§ Task to complete:
Can you copy the lines from the one that contains "the paddle shaft." through the end of the material below, exactly and with nothing else?

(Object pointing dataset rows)
....

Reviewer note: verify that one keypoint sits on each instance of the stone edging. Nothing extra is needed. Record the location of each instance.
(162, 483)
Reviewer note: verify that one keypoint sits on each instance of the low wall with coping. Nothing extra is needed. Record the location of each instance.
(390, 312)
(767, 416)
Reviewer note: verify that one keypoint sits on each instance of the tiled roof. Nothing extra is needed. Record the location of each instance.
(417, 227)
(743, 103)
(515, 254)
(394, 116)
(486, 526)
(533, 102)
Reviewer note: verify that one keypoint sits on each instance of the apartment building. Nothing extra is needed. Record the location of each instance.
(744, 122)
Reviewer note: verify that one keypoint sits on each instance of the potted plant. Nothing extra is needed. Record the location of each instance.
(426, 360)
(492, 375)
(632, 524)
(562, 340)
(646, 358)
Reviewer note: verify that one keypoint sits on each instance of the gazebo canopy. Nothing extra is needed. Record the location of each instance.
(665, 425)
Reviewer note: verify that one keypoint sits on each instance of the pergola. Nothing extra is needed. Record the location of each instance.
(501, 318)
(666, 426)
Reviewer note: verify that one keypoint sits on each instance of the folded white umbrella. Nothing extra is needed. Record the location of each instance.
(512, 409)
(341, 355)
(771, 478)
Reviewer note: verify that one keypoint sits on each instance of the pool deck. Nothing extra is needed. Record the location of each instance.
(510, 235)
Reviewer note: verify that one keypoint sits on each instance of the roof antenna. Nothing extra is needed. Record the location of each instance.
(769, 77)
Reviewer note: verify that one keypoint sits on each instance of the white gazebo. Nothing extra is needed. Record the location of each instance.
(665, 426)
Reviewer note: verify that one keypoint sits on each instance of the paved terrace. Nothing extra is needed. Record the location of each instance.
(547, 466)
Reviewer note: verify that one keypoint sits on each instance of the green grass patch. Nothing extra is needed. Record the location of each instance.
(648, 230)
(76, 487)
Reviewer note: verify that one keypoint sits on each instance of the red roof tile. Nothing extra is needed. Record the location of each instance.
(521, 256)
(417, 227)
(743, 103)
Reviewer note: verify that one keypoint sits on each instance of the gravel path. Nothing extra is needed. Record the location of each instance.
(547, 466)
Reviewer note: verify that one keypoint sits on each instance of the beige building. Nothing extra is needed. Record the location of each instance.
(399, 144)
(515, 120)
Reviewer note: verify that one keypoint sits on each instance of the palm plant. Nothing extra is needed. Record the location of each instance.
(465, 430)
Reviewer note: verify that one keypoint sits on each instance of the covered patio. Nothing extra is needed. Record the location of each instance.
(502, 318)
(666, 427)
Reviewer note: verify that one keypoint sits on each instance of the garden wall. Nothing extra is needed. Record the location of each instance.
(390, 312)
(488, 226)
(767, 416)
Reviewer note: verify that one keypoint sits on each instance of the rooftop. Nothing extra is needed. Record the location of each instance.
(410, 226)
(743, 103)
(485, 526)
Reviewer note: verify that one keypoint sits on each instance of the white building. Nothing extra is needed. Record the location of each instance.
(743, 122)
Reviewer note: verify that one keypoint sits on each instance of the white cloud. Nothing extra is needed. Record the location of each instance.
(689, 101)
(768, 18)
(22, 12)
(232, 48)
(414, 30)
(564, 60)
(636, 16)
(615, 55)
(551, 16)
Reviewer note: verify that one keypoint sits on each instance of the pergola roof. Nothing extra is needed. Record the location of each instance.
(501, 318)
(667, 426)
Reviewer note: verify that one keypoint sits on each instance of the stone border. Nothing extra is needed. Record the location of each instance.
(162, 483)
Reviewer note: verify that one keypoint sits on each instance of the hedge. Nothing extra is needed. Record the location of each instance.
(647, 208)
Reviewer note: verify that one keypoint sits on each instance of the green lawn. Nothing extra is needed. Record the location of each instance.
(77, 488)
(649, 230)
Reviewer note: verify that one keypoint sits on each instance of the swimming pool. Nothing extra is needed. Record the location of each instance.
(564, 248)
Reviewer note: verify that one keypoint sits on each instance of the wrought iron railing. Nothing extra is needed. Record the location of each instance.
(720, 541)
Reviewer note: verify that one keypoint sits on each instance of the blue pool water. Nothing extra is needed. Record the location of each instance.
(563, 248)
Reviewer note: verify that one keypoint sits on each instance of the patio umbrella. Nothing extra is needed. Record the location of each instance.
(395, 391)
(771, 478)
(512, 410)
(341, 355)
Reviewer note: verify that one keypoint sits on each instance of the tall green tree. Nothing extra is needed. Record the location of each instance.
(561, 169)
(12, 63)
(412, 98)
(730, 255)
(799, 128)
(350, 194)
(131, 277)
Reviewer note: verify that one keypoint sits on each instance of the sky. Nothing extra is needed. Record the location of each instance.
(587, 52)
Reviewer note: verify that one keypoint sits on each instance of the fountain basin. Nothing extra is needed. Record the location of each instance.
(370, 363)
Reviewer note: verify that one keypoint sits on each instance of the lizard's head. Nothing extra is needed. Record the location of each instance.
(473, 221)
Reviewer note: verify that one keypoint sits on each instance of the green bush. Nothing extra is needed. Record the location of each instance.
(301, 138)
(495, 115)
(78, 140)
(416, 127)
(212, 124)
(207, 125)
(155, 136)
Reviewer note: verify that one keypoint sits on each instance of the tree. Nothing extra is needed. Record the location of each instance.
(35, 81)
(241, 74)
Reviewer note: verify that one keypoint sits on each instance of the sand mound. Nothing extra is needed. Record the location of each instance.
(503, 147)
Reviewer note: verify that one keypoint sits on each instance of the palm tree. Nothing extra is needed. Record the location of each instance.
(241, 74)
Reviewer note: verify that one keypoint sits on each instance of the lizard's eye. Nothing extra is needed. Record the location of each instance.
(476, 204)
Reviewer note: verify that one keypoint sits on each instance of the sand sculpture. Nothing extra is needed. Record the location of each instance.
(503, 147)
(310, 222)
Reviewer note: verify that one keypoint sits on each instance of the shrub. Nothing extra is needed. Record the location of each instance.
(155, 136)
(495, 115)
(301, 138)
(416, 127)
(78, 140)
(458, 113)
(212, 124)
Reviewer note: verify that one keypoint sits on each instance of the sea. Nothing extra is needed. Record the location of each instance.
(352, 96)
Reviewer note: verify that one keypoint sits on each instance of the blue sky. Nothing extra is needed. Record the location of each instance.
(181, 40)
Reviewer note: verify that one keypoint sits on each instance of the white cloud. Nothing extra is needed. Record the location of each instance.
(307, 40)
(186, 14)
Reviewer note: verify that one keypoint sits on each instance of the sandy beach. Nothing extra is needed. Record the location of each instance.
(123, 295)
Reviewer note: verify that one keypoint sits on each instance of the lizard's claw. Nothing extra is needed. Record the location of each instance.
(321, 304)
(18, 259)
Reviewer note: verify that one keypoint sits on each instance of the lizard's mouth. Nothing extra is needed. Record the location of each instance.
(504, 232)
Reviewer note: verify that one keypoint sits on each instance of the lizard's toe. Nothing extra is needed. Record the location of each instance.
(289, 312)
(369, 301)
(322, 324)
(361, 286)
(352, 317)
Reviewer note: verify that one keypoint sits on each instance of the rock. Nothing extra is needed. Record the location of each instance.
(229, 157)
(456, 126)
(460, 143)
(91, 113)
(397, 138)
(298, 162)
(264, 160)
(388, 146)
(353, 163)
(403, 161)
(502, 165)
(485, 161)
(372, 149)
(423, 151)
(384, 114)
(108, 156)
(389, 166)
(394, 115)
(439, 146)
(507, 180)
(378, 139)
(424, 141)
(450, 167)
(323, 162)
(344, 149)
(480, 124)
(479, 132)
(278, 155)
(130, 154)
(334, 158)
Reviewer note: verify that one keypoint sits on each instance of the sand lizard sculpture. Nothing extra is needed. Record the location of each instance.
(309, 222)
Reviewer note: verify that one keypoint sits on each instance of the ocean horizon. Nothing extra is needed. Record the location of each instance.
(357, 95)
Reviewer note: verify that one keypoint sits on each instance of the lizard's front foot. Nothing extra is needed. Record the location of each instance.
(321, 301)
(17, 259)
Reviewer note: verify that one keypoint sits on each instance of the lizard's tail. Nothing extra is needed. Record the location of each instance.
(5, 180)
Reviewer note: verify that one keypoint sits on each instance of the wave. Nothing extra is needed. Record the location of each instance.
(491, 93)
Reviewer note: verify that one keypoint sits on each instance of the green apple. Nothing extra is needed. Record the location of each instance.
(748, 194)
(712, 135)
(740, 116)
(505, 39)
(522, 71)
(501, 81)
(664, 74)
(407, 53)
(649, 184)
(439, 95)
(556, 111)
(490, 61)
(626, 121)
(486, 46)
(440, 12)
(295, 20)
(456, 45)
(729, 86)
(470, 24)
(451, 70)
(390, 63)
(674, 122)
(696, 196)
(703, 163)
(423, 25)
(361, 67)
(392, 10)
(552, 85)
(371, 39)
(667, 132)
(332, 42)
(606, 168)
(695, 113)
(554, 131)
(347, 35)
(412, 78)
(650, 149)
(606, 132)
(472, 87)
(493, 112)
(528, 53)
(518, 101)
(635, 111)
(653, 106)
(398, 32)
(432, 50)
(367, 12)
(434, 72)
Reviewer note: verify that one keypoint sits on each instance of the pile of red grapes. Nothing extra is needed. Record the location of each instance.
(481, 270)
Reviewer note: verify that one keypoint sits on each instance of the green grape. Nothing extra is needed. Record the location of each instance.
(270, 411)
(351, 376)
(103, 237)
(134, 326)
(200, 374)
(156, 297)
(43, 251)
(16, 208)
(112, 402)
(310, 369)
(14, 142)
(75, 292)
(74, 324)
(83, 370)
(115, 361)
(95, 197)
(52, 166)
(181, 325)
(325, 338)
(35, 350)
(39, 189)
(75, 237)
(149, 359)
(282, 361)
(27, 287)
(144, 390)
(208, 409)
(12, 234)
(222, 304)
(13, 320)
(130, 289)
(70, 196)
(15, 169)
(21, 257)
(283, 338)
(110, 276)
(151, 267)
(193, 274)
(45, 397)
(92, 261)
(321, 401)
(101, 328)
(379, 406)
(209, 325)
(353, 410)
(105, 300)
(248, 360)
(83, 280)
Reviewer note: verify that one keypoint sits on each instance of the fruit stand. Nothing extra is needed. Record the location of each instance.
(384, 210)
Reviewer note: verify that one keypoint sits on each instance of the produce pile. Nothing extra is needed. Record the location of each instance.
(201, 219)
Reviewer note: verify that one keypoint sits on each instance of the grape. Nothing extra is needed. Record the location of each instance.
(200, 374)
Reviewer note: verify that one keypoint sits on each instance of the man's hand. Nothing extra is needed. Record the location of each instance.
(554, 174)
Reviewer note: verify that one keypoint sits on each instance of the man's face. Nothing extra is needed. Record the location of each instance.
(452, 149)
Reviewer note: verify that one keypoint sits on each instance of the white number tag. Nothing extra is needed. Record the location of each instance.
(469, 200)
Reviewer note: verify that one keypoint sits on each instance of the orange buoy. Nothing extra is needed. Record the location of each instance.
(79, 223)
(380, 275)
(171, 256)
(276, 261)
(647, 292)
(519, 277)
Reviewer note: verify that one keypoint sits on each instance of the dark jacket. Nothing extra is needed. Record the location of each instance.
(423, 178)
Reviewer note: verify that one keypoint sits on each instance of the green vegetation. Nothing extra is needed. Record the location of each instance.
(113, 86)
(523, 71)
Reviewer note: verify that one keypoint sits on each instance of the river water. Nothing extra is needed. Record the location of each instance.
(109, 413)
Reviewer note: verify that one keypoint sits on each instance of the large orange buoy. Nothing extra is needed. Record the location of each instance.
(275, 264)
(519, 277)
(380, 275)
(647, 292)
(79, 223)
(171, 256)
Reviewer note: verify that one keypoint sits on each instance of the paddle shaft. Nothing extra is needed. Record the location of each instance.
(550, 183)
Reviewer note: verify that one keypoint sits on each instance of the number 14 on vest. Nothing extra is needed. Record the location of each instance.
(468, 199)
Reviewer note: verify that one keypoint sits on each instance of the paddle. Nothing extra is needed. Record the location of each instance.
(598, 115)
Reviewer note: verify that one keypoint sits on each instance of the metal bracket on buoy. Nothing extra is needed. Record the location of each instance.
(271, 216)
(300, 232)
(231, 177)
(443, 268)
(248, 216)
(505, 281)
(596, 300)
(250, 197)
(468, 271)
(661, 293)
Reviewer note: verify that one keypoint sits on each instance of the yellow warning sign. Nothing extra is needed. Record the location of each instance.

....

§ The reply:
Reviewer note: verify that one keypoint sits on each instance of the paddle shaft. Nothing extra is needed. Record the location of each instance.
(550, 183)
Reviewer note: verify that one keypoint sits on each instance of the number 14 on vest. Nothing extra is needed. Record the location of each instance.
(468, 199)
Reviewer note: verify that one keypoint sits on each instance of the paddle. Nothing extra is needed. Record the location of each instance.
(598, 115)
Reviewer note: verify that one keypoint sits on each instance of the metal bracket on buoy. Nothing extra is needed. Record the location of each instance.
(271, 216)
(300, 232)
(231, 177)
(443, 268)
(248, 216)
(505, 281)
(596, 300)
(250, 197)
(468, 271)
(661, 293)
Reviewer note: verify that one keypoint sits on each instance of the yellow warning sign. Nothing extra is needed. Record the location of each instance.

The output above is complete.